WRITTEN REQUEST.
Return the material below in full and exactly.

[Dataset entries]
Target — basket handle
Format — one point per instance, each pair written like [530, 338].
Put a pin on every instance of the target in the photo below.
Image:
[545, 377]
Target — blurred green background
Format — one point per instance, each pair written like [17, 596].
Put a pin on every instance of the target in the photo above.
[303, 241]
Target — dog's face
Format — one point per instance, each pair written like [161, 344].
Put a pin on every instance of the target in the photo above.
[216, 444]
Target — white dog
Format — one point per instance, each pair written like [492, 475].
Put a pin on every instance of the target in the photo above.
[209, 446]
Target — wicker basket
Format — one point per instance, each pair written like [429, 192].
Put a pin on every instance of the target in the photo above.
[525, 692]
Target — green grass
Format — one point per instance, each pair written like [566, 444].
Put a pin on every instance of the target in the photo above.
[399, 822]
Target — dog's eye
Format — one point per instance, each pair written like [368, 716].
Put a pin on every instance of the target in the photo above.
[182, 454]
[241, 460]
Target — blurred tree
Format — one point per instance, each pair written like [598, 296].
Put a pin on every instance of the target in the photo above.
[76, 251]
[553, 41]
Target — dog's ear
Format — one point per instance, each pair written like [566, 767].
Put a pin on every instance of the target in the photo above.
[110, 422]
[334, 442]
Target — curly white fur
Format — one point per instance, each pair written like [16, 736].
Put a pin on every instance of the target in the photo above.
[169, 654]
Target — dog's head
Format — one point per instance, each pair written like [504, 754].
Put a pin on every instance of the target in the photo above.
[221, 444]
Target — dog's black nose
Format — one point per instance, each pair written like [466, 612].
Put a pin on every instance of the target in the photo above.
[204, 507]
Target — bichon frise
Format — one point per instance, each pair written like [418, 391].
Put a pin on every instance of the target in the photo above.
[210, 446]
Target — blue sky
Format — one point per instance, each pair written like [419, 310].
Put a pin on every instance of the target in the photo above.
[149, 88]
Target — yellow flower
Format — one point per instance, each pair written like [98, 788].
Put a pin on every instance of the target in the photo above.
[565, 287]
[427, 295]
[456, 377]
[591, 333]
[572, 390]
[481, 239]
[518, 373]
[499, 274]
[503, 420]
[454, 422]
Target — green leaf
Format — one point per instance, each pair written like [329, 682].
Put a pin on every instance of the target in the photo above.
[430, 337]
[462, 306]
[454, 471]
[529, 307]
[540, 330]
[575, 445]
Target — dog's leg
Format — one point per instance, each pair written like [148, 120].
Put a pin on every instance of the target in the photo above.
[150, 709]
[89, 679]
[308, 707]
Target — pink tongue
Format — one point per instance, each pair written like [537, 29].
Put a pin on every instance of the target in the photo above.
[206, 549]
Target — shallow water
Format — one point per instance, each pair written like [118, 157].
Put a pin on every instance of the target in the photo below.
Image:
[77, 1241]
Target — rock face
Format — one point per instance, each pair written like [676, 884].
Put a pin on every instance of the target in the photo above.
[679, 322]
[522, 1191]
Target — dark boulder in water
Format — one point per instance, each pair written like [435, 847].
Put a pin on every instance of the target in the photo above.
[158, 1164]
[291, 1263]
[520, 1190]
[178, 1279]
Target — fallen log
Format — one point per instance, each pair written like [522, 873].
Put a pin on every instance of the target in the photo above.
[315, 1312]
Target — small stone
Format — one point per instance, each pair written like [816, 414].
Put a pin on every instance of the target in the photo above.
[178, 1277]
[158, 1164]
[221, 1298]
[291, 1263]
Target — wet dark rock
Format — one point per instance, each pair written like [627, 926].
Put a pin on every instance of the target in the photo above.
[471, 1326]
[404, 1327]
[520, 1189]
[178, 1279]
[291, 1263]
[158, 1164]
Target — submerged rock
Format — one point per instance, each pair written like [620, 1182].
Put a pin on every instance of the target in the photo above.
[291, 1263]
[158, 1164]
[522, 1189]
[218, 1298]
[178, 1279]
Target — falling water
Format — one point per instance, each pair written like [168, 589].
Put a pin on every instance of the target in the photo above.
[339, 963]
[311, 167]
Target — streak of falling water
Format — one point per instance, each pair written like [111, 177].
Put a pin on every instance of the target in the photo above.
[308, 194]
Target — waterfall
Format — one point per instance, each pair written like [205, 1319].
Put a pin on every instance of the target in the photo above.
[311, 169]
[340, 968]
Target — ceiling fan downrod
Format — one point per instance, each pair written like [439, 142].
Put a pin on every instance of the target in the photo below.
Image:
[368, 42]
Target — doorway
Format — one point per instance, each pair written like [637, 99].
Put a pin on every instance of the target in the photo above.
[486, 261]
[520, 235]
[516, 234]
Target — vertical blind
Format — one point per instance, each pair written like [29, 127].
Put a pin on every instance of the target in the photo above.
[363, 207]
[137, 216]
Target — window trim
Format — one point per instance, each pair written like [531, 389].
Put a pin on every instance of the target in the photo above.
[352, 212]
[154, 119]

FINAL ANSWER.
Target — basket handle
Format — one point per instance, each pair written like [530, 338].
Put a pin on every instance of the target in the photo below.
Image:
[545, 377]
Target — blurred green background
Format — one point per instance, each pair written like [17, 596].
Put a pin on every instance of the target in the photo above.
[303, 241]
Target — dog's face
Format — one point per instance, each pair written like [161, 344].
Put a pin on every instance of the target in the photo above.
[216, 444]
Target — white dog
Format — one point per instance, each pair written like [492, 475].
Put a pin on every instance of the target in the photo above.
[209, 446]
Target — wicker basket
Format — one point per instance, each pair written like [429, 192].
Put a pin on every instance of the target in the photo above.
[525, 692]
Target — green grass
Format — one point per instance, each pair written like [566, 444].
Put a pin on every instance of the target in the photo above.
[399, 822]
Target — dog's eye
Format — one point per instance, each pair written like [368, 716].
Put a pin on every instance of the target in the photo above.
[182, 454]
[241, 460]
Target — blurred tree
Format — one point per instance, each pair written like [598, 296].
Put a pin on every instance of the target in the photo above.
[76, 251]
[553, 41]
Target — dog's ear
Format — one point per instance, each pair written like [566, 767].
Put a pin on every instance of the target in the photo above.
[110, 422]
[334, 442]
Target — curly white fur
Format — one point per instance, each pair written like [16, 736].
Put a pin on every instance of the target in the photo above.
[169, 654]
Target — dog's head
Format — one point per instance, each pair written like [504, 754].
Put a pin on every instance of the target in the photo above.
[221, 444]
Target — dog's black nose
Format — one point per instance, each pair written like [466, 612].
Put a pin on every instance of the target in the photo above.
[204, 507]
Target — bichon frise
Format — one point per instance, each pair written like [418, 391].
Put a pin on every instance of the target in the photo above.
[210, 446]
Target — blue sky
Format — one point per instance, each pair written like [419, 310].
Put a pin on every instance of the target in the photo above.
[149, 88]
Target — yellow flower
Format — one point per instance, each pair written like [98, 788].
Put a pin on every instance of the target in the photo above.
[565, 287]
[427, 295]
[456, 377]
[591, 333]
[572, 390]
[481, 239]
[518, 373]
[499, 274]
[503, 420]
[454, 422]
Target — green leaf
Format — one point per instance, each pair written like [329, 682].
Put a pin on every instance of the target in the photo above.
[430, 337]
[462, 306]
[454, 471]
[529, 307]
[540, 330]
[575, 445]
Target — dog's leg
Format — one point per instance, each pair written like [148, 120].
Put a pin on every instance of the target in the photo above.
[150, 709]
[89, 679]
[308, 707]
Target — pink tongue
Format — one point per instance, each pair written like [537, 29].
Put a pin on every instance of the target in the photo above.
[206, 549]
Target — shallow water
Format — one point per instance, each pair written like [118, 157].
Put a pin on every instance of the target in the photo below.
Image:
[77, 1241]
Target — rock face
Format — one point per instance, each pair written like [676, 884].
Put a pin on every instance of the target in the photo above.
[679, 322]
[522, 1191]
Target — dark boulder in water
Format — one point per instance, each pair written like [435, 847].
Put a pin on every instance of the target in the photo above.
[158, 1164]
[291, 1263]
[520, 1190]
[178, 1279]
Target — fallen log
Format — one point per instance, each pair written like [522, 873].
Put a pin on every instance of the target in the photo above.
[315, 1312]
Target — small stone
Format — one point per instance, each pair written like [816, 414].
Put a pin on every instance of the target in the photo above.
[178, 1277]
[158, 1164]
[221, 1298]
[291, 1263]
Target — wet dark rock
Format — one point per instance, each pair written like [627, 926].
Put a pin on every instance of the target in the photo above.
[471, 1326]
[404, 1327]
[520, 1189]
[178, 1279]
[291, 1263]
[158, 1164]
Target — submerged rock
Format — one point per instance, each pair written like [620, 1182].
Put a pin on every instance of the target in the photo above.
[291, 1263]
[158, 1164]
[522, 1189]
[218, 1298]
[178, 1279]
Target — falling water
Format — one point per instance, each pair written like [168, 589].
Put a pin on every instance of the target in the photo above.
[339, 963]
[311, 167]
Target — streak of falling water
Format — one point per instance, each pair written like [111, 177].
Put a pin on every instance of the target in the photo above.
[308, 194]
Target — waterfall
Format — one point per instance, each pair written like [205, 1319].
Put a pin on every instance of the target in the photo above.
[311, 169]
[340, 968]
Target — ceiling fan downrod
Format — one point per instance, each pair written like [439, 142].
Put a pin on every instance of the target in the photo below.
Image:
[368, 42]
Target — doorway
Format — one point per instance, each pair written like [637, 99].
Put a pin on every instance of the target in the photo above.
[486, 261]
[520, 235]
[516, 234]
Target — vertical blind
Format — one point per instance, each pair written like [29, 127].
Put a pin on every instance of the target in the photo above.
[363, 207]
[137, 216]
Target — window trim
Format — one point per instance, each pair written like [531, 389].
Put a pin on every instance of the target in the photo above.
[352, 212]
[154, 119]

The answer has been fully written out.